== Your goal ==
Reproduce every one of the following rows verbatim, preserving each character and line break.

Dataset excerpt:
+++

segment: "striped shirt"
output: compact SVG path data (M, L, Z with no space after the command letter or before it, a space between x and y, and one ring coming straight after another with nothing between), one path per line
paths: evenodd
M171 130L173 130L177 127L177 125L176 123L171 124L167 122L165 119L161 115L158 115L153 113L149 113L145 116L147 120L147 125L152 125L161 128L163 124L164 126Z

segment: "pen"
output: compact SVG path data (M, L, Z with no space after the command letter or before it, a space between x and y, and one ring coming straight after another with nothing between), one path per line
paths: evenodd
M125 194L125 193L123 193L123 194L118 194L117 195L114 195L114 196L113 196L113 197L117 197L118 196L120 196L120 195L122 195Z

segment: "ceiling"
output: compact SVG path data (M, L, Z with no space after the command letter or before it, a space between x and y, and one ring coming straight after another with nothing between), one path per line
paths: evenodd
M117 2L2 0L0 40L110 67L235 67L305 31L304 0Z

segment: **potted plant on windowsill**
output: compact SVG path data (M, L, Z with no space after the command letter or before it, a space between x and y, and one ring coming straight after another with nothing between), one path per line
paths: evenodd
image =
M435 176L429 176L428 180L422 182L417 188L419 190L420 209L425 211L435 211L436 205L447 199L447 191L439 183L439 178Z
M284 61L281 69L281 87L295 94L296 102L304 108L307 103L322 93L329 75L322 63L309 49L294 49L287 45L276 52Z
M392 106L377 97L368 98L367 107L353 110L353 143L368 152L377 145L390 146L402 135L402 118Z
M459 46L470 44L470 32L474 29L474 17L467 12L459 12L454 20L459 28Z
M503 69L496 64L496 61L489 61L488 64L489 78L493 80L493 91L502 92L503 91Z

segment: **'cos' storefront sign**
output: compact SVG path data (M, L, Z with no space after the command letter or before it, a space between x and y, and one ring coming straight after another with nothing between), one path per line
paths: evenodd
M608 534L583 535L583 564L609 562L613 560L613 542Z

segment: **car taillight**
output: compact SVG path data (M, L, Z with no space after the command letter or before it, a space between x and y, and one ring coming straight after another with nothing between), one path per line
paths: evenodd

+++

== Full answer ==
segment: "striped shirt"
output: compact SVG path data (M, L, Z with no space after the command letter or before it, a space between x and y, and one ring coming straight after another with nothing between), one path per line
paths: evenodd
M171 130L173 130L177 127L177 125L176 123L171 124L167 122L165 119L161 115L158 115L153 113L149 113L145 116L147 120L147 125L152 125L161 128L163 124L164 126Z

segment: "pen"
output: compact SVG path data (M, L, Z with no space after the command letter or before it, a space between x and y, and one ring coming straight after another with nothing between), one path per line
paths: evenodd
M125 194L125 193L123 193L123 194L118 194L117 195L114 195L114 196L113 196L113 197L117 197L118 196L120 196L120 195L122 195Z

segment: "ceiling"
output: compact SVG path data (M, L, Z with no space after the command letter or before it, a space between x and y, and one ring coming straight after another with nothing between), one path per line
paths: evenodd
M117 2L2 0L0 40L110 67L235 67L305 31L304 0Z

segment: **potted plant on windowsill**
output: compact SVG path data (M, L, Z with no space after the command letter or before it, a space between x and y, and one ring coming straight after another with nothing between), one path per line
paths: evenodd
image =
M435 176L429 176L428 180L422 182L417 188L419 190L420 209L425 211L435 211L436 205L447 199L447 191L439 183L439 178Z
M284 61L281 69L281 87L295 94L296 102L304 108L307 103L322 93L329 75L322 63L309 49L294 49L287 45L276 52Z
M392 106L377 97L368 98L367 107L353 110L353 143L368 152L377 145L390 146L402 135L402 118Z
M459 46L470 44L470 32L474 29L474 17L467 12L459 12L454 20L459 28Z
M503 69L496 64L496 61L489 61L488 64L489 78L493 80L493 91L502 92L503 91Z

segment: **'cos' storefront sign**
output: compact SVG path data (M, L, Z with no space after the command letter or before it, a space between x and y, and one ring coming straight after another with nothing between), one path per line
paths: evenodd
M608 534L583 535L583 564L609 562L613 560L613 542Z

segment: **car taillight**
output: compact SVG path data (M, L, Z with no space after the command letter or before it, a space between x and y, and one ring coming straight after another with nothing between), one path per line
paths: evenodd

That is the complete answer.